==== Source document ====

The school district claims that the city has “taken advantage” of it “in each and every iteration of intergovernmental agreements.”
“We are disappointed in the lack of follow-through from the City of Rock Hill and are forced to take this step in order to protect the educational future of students,” Helena Miller, chairman of the district’s Board of Trustees, said in a press release.
The city vehemently denied the allegations at the Oct. 9 council meeting, calling them “without merit” in a statement read by Mayor John Gettys.
“Our children are our primary mission and should be the focus of every decision we make,” the statement reads. “The leadership of the School District has clearly lost its focus with regard to this mission.”
The lawsuit centers on an agreement between the city and school district signed in 2020. It was the third iteration of an agreement that has been in place since 2004.
In the agreement, the district consented to issuing up to $85 million of bonds to support redevelopment projects in the city’s downtown and textile corridors, where the city has tax increment financing districts, a public financing method that allows the rehabilitation of potentially blighted areas. They planned to consolidate the two corridors into one.
The lawsuit states that the district relinquished future property tax revenue that it would have received to help finance the redevelopment projects.

==== Data section ====

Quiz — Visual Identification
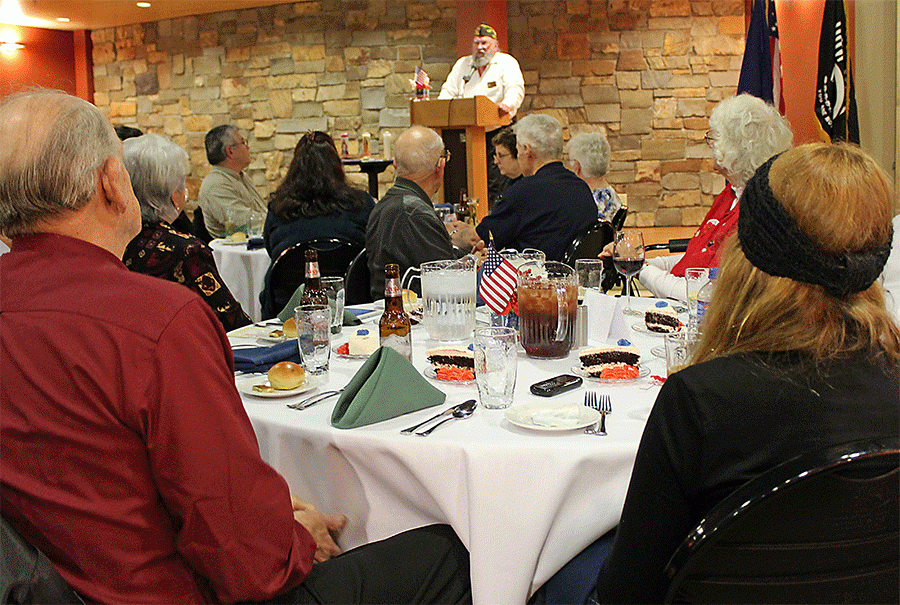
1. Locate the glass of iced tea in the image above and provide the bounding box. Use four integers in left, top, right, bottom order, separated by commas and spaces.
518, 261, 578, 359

====
==== Data section ====

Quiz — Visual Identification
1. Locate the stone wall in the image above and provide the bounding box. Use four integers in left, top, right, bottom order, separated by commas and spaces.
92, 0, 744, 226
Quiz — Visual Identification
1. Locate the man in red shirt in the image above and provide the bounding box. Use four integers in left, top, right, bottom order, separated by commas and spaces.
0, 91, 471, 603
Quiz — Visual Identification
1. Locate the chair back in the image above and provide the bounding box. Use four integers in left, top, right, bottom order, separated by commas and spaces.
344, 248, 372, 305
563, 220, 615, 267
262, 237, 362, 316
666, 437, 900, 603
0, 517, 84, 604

====
==== Data section ====

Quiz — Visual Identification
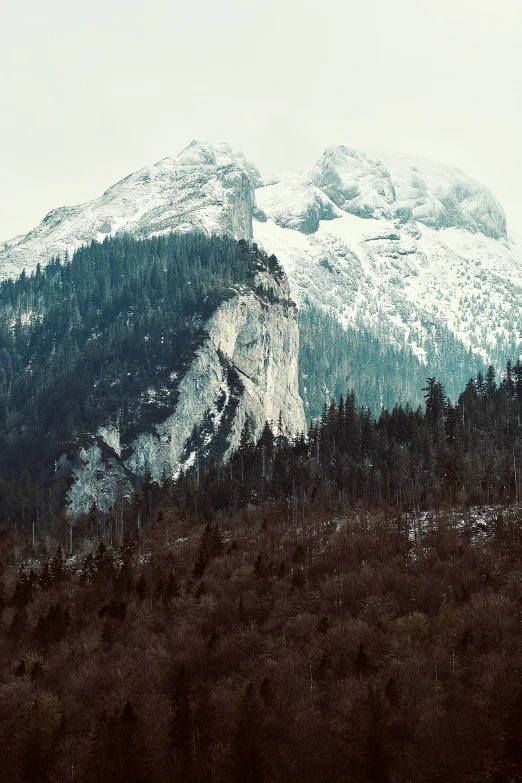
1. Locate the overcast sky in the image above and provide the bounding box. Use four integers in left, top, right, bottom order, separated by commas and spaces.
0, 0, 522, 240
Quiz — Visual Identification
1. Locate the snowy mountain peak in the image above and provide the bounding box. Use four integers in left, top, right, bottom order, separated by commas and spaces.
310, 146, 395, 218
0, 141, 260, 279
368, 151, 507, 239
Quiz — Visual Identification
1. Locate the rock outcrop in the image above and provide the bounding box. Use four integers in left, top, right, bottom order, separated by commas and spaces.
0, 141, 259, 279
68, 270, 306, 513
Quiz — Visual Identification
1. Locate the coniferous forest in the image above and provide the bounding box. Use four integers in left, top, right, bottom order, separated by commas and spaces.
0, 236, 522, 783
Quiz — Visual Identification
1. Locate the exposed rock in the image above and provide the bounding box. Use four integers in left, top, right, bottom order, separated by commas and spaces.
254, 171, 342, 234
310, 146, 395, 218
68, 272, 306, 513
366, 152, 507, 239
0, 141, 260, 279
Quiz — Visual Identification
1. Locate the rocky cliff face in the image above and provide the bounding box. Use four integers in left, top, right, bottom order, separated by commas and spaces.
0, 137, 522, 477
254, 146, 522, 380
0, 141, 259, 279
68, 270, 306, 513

====

== Tasks for this exercise ==
A. In the article on the Rock Hill school district's lawsuit, up to how much in bonds did the district agree to issue under the 2020 agreement?
B. Continue the article on the Rock Hill school district's lawsuit from where it stops.

== List of answers ==
A. Up to $85 million.

B.
The city has four TIF districts listed. The textile corridor covers Knowledge Park, situated just north of downtown, which is a priority area for the city that has boomed in recent years with the Sports and Event Center, Power House Food Hall, apartments, hotels and restaurants.
According to the lawsuit, the school district expected to receive concessions from the city as part of the agreement, including educational opportunities at Knowledge Park, the sale of the former Edgewood Elementary School and revised rules around utility rates.
But two years later, the lawsuit claims that the city has failed to follow through on its promises.
The school district said the city hasn’t provided educational programming at Knowledge Park. The school district also claims it expected to receive job-shadowing, apprenticeship and mentoring opportunities.
The lawsuit alleges that the city rezoned the former Edgewood Elementary School, owned by the school district, to a designation that wasn’t agreed upon by the district. The lawsuit argues that the rezoning “devalued” the property. The elementary school was once slated to become more than 200 homes for affordable housing units, but the lawsuit states it was never sold.
Since 2020, the lawsuit claims that the city charged the school district for more than $10 million in electric costs, which is allegedly greater than what the city purchased wholesale. The school district said the city added extra meters to increase the electric cost. It called the electric rates “unregulated and artificially high” in the lawsuit.
“There is no monitor, check, or supervisor to determine whether the City charges for resold electrical power are reasonable or warranted,” the lawsuit states. “Essentially, the City has turned the re-sale of electricity it purchases at wholesale prices into a profit center with no one looking over its shoulder.”
In its statement prepared for the council meeting, the city said it “met all obligations required under this agreement with the district,” arguing that it helped the district save $6 million in costs.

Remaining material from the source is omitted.